> **PROBLEM**
Set the data down exactly as it stands, and keep its pictures out.
**** MATERIAL FOR THIS TASK ****
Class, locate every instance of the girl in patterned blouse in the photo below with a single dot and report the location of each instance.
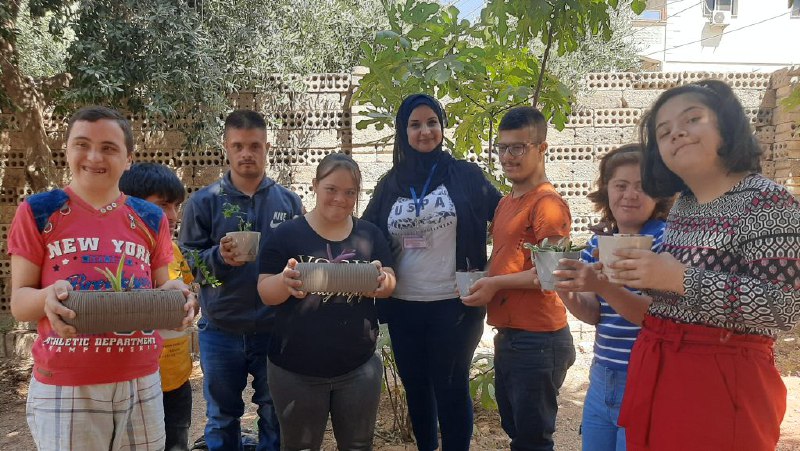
(702, 373)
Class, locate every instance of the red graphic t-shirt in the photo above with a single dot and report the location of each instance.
(80, 239)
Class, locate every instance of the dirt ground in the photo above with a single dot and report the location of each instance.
(488, 436)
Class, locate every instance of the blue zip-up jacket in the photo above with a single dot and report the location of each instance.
(235, 305)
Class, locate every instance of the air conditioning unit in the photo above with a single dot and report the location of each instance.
(720, 18)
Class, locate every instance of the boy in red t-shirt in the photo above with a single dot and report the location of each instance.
(99, 391)
(533, 345)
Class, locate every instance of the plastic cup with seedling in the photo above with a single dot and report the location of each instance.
(546, 256)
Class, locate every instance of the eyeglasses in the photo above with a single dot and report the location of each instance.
(516, 149)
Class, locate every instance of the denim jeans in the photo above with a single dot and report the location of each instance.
(601, 410)
(304, 403)
(530, 367)
(433, 343)
(226, 360)
(178, 417)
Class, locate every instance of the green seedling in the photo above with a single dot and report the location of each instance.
(207, 278)
(115, 279)
(562, 245)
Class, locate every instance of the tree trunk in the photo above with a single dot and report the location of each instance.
(28, 107)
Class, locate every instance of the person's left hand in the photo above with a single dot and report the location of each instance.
(385, 285)
(481, 292)
(644, 269)
(191, 307)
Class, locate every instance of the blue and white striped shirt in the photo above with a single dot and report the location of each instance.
(614, 335)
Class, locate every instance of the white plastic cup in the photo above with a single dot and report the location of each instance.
(607, 245)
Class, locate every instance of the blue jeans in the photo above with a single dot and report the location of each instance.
****
> **YOUR SOLUTION**
Class, locate every instance of the girl in patterned blouse in the photo below with a single dot and report the location of each instance.
(702, 373)
Class, locate every instance of the red graphic t-shirt in the photo above with a single dot and report the location of each instance.
(80, 239)
Class, locate every instance of the dirt ground in the photo above with a single dot and report the location of each instance.
(488, 436)
Class, locate every instance of the blue zip-up jacket in the photo above with a single dot and report the location of each instance.
(235, 305)
Class, locate every instance of the air conditioning unit in the photo above with a single dot and report the location of each instance.
(720, 18)
Class, locate every instance of the boy in red t-shirt in the photo above with a single dot and report the location of each instance.
(99, 391)
(533, 345)
Class, locate every instance of the plastic cup with seedling in the photo above with a single dot and report the location of each instance.
(546, 256)
Class, locate every instance of the eyeglasses in the photo above with a single dot and report the location of each instance.
(516, 149)
Class, locate every instance of the denim jeans in the photo above with a single dot and report the location of each instance.
(601, 410)
(304, 403)
(530, 367)
(433, 343)
(226, 360)
(178, 417)
Class, locate every instance of the green seedling in the photo above with a single dot and report the location of each instance.
(207, 278)
(115, 279)
(562, 245)
Class, locate every instance of the tree trunk in the photo above with a single dot and report the location of each instance.
(28, 107)
Class, locate every instance of the person's left hand in the photo above with a single dot and report the location of each instance.
(385, 285)
(481, 292)
(644, 269)
(191, 307)
Class, locate every instance of the blue and white striped shirt in the photo above with a single dot and report the location of each instance.
(614, 335)
Class, locate every instance of the white plastic cup in the photo above with a single dot and report the location of each instance.
(607, 245)
Class, locate every instance of the blue jeans in the photo above with a single dot and report the location of each instance.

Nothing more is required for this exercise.